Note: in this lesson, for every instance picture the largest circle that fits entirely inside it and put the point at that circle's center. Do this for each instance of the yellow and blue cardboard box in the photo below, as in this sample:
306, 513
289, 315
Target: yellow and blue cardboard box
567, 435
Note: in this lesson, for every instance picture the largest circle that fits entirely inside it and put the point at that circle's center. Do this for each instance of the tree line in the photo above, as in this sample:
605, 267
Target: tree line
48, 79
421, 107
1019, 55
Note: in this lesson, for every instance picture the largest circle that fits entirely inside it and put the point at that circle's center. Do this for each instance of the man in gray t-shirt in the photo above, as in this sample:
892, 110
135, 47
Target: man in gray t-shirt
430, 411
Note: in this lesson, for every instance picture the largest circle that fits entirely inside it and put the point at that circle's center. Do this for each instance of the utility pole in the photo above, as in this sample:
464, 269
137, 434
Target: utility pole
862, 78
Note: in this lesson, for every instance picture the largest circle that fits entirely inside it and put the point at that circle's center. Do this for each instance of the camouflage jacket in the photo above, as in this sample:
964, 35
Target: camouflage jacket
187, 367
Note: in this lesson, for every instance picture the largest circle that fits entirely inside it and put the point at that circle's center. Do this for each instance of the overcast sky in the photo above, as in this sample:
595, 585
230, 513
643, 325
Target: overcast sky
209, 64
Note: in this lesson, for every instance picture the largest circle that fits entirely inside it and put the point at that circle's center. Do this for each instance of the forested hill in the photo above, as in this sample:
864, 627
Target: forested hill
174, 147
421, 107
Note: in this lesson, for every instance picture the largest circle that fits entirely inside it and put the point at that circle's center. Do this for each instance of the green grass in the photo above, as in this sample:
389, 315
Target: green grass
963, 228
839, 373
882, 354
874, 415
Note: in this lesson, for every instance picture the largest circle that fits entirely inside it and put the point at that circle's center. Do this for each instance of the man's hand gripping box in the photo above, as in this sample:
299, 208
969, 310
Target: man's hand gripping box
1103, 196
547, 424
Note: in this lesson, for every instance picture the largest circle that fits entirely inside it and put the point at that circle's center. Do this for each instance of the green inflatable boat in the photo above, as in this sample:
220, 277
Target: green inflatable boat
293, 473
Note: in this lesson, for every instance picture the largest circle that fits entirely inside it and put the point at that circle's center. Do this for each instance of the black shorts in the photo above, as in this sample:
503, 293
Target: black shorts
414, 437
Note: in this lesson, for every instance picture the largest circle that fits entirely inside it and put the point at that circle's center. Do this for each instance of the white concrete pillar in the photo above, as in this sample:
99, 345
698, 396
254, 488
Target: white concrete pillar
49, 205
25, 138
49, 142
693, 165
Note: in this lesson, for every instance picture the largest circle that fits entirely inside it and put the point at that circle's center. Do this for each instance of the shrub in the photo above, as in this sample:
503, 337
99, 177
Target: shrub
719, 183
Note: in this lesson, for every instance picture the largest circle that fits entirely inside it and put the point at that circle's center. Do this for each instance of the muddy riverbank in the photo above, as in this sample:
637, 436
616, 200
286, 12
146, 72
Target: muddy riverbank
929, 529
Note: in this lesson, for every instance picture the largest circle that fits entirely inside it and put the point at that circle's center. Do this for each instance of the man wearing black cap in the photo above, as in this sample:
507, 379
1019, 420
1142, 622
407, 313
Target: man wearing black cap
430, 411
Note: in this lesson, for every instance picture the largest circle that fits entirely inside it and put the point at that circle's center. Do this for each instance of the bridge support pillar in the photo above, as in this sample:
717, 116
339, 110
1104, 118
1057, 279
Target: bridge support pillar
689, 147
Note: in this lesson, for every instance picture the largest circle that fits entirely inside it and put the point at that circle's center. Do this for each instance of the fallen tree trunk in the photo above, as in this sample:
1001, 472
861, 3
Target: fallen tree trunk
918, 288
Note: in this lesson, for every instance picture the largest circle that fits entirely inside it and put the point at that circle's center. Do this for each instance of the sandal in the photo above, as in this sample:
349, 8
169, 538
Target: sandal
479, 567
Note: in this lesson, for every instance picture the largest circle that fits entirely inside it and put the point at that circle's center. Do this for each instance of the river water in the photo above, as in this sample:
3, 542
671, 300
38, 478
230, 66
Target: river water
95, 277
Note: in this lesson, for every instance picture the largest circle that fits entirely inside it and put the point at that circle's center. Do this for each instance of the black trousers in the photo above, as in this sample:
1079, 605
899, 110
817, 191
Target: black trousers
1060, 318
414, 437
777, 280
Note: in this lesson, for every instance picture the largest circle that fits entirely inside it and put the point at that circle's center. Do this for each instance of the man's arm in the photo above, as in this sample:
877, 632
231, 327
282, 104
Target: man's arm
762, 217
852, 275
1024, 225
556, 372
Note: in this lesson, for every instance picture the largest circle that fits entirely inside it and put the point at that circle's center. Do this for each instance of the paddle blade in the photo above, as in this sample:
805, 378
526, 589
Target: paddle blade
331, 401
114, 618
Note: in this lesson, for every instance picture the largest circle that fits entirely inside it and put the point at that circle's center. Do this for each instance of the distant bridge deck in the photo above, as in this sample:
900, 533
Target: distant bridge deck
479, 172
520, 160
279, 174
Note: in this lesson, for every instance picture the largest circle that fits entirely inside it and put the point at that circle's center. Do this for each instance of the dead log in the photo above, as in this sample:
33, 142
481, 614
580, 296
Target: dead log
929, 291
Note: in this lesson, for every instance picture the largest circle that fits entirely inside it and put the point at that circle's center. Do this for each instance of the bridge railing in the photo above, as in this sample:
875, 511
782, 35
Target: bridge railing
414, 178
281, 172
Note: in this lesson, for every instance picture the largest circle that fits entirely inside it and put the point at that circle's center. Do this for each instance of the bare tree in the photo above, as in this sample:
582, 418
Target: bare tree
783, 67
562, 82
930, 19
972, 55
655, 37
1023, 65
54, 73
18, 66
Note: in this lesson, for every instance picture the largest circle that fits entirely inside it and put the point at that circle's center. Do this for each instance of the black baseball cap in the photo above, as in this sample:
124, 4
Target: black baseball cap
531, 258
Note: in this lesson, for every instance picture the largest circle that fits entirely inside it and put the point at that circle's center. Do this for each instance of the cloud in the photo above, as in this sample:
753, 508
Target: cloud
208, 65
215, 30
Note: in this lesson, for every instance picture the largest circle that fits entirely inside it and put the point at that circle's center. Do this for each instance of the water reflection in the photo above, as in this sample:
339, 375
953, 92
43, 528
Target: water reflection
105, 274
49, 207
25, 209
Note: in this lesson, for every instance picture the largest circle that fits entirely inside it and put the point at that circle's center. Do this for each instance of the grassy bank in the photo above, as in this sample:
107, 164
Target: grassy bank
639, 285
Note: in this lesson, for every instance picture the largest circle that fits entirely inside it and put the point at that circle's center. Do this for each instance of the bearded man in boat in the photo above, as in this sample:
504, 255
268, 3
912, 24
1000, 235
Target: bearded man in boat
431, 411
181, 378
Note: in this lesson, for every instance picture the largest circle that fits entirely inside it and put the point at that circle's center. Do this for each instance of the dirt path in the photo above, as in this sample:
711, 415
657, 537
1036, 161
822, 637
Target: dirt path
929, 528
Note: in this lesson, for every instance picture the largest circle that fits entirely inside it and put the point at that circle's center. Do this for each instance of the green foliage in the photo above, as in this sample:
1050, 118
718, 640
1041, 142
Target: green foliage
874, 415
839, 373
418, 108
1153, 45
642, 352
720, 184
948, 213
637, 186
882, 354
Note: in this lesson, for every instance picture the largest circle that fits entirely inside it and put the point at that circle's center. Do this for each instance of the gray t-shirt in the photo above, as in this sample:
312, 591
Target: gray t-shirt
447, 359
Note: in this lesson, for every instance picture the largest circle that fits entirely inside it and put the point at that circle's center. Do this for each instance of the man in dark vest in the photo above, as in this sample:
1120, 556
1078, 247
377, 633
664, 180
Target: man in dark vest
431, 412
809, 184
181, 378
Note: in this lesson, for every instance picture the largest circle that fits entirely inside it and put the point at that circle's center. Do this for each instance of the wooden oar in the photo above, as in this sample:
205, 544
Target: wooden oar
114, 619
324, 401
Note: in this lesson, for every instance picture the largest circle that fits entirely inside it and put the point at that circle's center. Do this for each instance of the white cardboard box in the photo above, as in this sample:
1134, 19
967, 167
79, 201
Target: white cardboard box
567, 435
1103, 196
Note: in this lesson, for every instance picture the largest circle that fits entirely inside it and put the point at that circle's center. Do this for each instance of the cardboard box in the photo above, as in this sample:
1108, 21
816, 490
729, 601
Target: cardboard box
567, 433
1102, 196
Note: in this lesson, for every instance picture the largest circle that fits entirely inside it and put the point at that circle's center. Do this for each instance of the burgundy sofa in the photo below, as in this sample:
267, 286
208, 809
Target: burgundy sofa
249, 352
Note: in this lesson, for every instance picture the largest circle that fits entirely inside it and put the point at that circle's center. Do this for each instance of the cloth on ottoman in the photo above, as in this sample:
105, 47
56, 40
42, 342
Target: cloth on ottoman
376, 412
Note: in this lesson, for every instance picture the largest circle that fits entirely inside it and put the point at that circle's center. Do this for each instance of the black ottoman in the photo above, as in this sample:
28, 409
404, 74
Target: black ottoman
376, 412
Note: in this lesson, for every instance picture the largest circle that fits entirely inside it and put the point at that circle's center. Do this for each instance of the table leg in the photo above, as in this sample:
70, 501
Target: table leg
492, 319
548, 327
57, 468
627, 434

= = = = = = =

> **Aim**: All lines from the line containing "of the burgundy" through the end of the listing above are to be duplicated exactly; include both ends and nothing further.

> **Final result**:
Note: in this lesson, for every instance picture the largest circle that fits entirely inside it and put the point at that circle's center. Do this for each instance of the burgundy sofa in the photo below, as in this sample:
267, 286
208, 809
Target: burgundy sofa
249, 352
Note: in this lesson, for every instance picture the largest circle that fits entirely inside it and put the point at that circle's center. Do this for each instance of the cloth on ottoman in the photo above, as in this sample:
105, 47
56, 40
42, 342
Target: cloth on ottoman
376, 412
Note: in this lesson, for every instance picture the largest circle that fits entirely inside it and put the point at that circle's center. Do this for each instance of the black ottoman in the photo above, as in this sample:
28, 409
404, 74
Target: black ottoman
376, 412
Note: in this lesson, for every instance picture the largest circle that fits entirely inside it and put the point at that circle's center. Do this for each instance of the table leg in the photo above, as in this sample:
70, 501
Target: table leg
492, 319
548, 327
57, 468
627, 434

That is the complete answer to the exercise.